▶ [Objective]:
Reproduce, character for character, the part that opens with the line containing "Where can the tall" and closes with the line containing "<point>311,345</point>", both of those lines included. Output those lines only.
=-=-=
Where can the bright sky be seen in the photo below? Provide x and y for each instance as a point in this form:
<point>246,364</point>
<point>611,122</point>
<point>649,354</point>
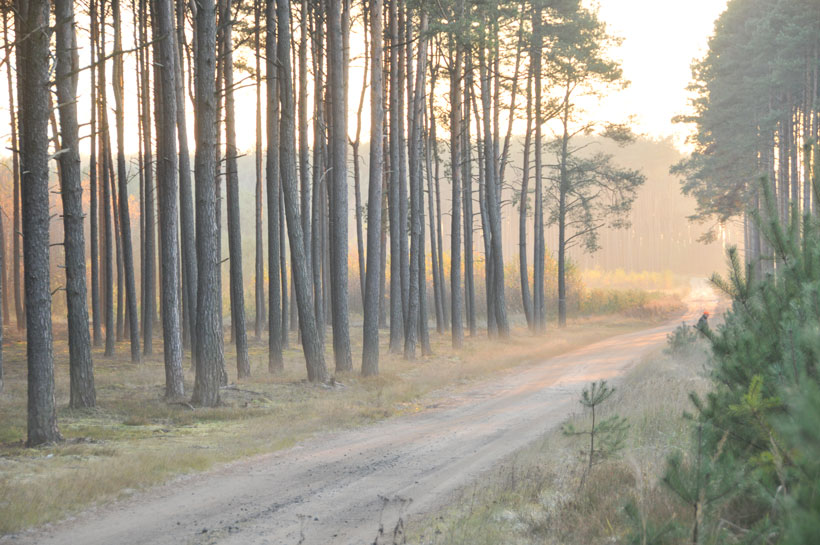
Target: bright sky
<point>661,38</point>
=-=-=
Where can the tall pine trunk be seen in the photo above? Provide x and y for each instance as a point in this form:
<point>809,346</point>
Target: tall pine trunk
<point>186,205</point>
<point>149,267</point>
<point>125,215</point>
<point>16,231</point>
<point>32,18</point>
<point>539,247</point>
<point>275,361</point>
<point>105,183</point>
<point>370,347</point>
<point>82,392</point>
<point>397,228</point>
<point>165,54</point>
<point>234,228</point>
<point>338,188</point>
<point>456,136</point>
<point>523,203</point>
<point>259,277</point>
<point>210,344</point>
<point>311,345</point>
=-=-=
▶ [The response]:
Where can the tall pine trunk be seen in the photo above? Provide x and y for each instance as a point in this form:
<point>809,346</point>
Target: tall pine trunk
<point>186,205</point>
<point>149,267</point>
<point>125,215</point>
<point>16,231</point>
<point>32,18</point>
<point>539,247</point>
<point>275,361</point>
<point>105,183</point>
<point>370,347</point>
<point>82,392</point>
<point>397,228</point>
<point>165,54</point>
<point>234,228</point>
<point>338,188</point>
<point>456,136</point>
<point>523,203</point>
<point>259,277</point>
<point>210,344</point>
<point>311,345</point>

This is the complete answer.